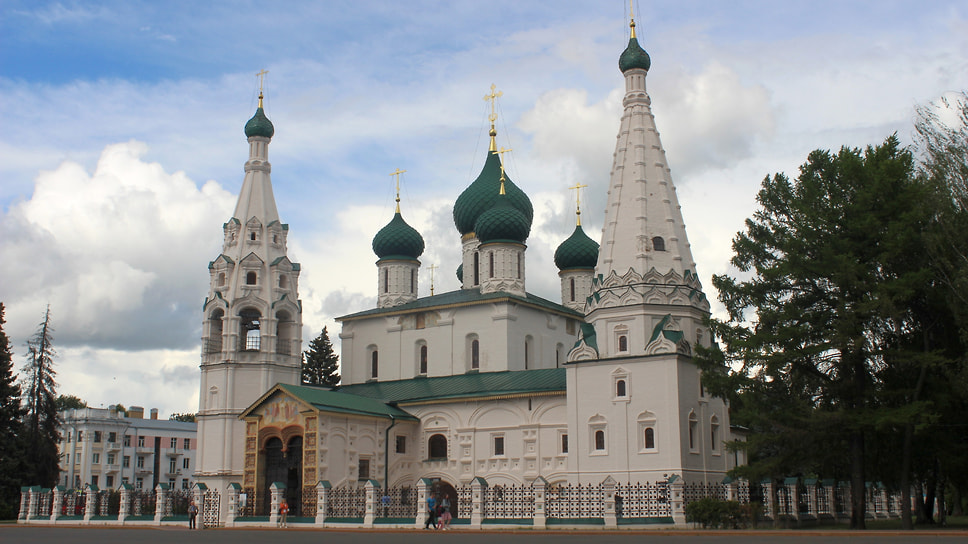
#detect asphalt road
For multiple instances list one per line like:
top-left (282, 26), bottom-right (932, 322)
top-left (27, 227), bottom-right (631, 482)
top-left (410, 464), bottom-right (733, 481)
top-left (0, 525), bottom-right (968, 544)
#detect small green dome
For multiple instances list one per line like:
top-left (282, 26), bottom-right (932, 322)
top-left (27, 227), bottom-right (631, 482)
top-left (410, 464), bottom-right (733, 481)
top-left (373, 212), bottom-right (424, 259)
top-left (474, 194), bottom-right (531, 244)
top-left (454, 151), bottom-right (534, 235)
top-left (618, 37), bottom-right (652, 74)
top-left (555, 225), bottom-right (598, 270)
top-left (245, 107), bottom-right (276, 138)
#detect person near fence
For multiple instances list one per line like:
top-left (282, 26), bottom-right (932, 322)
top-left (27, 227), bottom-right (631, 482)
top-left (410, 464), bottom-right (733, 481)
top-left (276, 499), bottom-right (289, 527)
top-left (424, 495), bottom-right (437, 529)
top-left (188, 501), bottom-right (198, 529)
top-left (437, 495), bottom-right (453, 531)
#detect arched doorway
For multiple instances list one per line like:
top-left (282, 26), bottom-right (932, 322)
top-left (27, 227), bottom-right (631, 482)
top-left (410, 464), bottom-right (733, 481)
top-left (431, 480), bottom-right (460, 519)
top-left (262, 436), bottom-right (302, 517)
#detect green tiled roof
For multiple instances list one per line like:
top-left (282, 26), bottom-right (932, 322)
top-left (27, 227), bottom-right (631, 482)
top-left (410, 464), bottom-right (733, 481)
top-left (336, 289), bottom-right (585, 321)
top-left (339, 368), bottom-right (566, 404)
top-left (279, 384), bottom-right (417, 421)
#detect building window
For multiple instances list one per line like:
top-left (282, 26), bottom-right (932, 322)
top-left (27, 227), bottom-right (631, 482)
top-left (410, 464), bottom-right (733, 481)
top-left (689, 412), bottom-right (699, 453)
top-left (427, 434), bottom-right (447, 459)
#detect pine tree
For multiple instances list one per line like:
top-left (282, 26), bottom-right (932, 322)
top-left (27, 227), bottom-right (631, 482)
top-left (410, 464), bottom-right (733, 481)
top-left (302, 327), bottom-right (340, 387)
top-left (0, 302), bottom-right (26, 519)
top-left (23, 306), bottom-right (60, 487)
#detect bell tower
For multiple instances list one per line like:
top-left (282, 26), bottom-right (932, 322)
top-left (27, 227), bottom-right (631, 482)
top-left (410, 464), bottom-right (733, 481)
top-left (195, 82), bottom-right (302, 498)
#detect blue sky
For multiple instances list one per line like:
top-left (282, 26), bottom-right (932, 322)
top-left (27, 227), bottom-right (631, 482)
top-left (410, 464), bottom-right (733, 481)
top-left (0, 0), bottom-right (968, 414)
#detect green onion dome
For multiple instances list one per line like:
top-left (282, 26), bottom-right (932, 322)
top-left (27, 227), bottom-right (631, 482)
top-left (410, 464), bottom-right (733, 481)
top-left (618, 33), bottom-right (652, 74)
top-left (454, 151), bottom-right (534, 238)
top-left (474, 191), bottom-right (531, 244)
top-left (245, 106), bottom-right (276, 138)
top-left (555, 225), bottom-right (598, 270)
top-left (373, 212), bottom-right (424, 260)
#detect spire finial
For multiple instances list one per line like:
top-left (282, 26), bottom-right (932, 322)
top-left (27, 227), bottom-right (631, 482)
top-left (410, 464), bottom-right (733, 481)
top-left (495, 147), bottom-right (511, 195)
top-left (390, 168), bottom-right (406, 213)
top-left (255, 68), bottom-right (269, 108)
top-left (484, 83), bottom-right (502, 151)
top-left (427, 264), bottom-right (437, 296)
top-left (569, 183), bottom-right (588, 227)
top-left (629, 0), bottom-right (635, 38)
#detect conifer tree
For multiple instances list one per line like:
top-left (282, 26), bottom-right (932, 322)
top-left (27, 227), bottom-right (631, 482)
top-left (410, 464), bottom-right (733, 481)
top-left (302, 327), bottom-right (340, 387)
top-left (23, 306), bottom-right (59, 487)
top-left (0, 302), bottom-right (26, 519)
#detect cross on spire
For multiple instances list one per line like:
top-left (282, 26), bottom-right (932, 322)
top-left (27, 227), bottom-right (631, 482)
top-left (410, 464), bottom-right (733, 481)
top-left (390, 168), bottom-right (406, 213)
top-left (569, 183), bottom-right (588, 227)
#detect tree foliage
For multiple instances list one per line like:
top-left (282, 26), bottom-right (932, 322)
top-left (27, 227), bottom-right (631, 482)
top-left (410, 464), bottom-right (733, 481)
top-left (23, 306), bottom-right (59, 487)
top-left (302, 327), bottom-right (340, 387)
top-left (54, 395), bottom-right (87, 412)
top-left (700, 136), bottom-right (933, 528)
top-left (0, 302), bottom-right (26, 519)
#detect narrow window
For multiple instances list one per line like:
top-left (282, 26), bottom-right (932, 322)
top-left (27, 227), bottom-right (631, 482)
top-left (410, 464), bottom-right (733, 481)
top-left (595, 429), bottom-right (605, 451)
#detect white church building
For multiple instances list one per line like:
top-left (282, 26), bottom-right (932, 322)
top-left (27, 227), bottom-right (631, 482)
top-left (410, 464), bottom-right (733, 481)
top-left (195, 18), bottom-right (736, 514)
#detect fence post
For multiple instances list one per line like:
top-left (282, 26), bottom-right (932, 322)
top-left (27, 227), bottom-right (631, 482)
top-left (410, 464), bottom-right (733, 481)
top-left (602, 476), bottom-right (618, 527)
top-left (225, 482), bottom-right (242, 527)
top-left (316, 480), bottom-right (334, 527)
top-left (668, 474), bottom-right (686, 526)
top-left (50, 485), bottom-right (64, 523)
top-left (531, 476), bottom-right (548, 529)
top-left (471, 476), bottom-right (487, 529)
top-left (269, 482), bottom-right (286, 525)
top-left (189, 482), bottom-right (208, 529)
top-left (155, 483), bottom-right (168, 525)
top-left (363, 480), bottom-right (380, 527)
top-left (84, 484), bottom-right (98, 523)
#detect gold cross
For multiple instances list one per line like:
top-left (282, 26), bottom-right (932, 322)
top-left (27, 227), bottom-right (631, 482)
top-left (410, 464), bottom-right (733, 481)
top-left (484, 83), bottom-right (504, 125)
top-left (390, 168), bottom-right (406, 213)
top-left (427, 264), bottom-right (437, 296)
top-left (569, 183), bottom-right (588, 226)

++++++++++++++++++++

Rescale the part of the lines above that opens with the line containing "#detect green tiled roof" and closes with the line containing "top-left (0, 0), bottom-right (968, 414)". Write out every line in it again, keeping all lines unchanged except the answer coordinates, where each number is multiplied by 1.3 and rounded to a whole number, with halves rounded up.

* **EXPECTED OUTPUT**
#detect green tiled roof
For multiple instances list one per line like:
top-left (282, 26), bottom-right (932, 322)
top-left (27, 227), bottom-right (631, 482)
top-left (410, 464), bottom-right (733, 481)
top-left (437, 376), bottom-right (761, 417)
top-left (441, 478), bottom-right (736, 525)
top-left (363, 499), bottom-right (542, 547)
#detect building window
For multiple instances list one per line like:
top-left (282, 26), bottom-right (932, 322)
top-left (27, 227), bottom-right (631, 482)
top-left (410, 464), bottom-right (733, 481)
top-left (896, 536), bottom-right (909, 589)
top-left (555, 564), bottom-right (581, 597)
#detect pine tree
For multiple instances list one per line like:
top-left (282, 26), bottom-right (932, 322)
top-left (27, 227), bottom-right (631, 482)
top-left (410, 464), bottom-right (733, 481)
top-left (393, 425), bottom-right (442, 503)
top-left (0, 393), bottom-right (34, 675)
top-left (30, 398), bottom-right (78, 633)
#detect bell tower
For multiple instances list one per line like:
top-left (282, 26), bottom-right (932, 322)
top-left (27, 227), bottom-right (631, 482)
top-left (410, 464), bottom-right (733, 481)
top-left (254, 107), bottom-right (393, 647)
#detect blue sky
For multiple instances list one per line like:
top-left (282, 26), bottom-right (932, 322)
top-left (27, 227), bottom-right (631, 482)
top-left (410, 464), bottom-right (733, 481)
top-left (0, 0), bottom-right (1258, 538)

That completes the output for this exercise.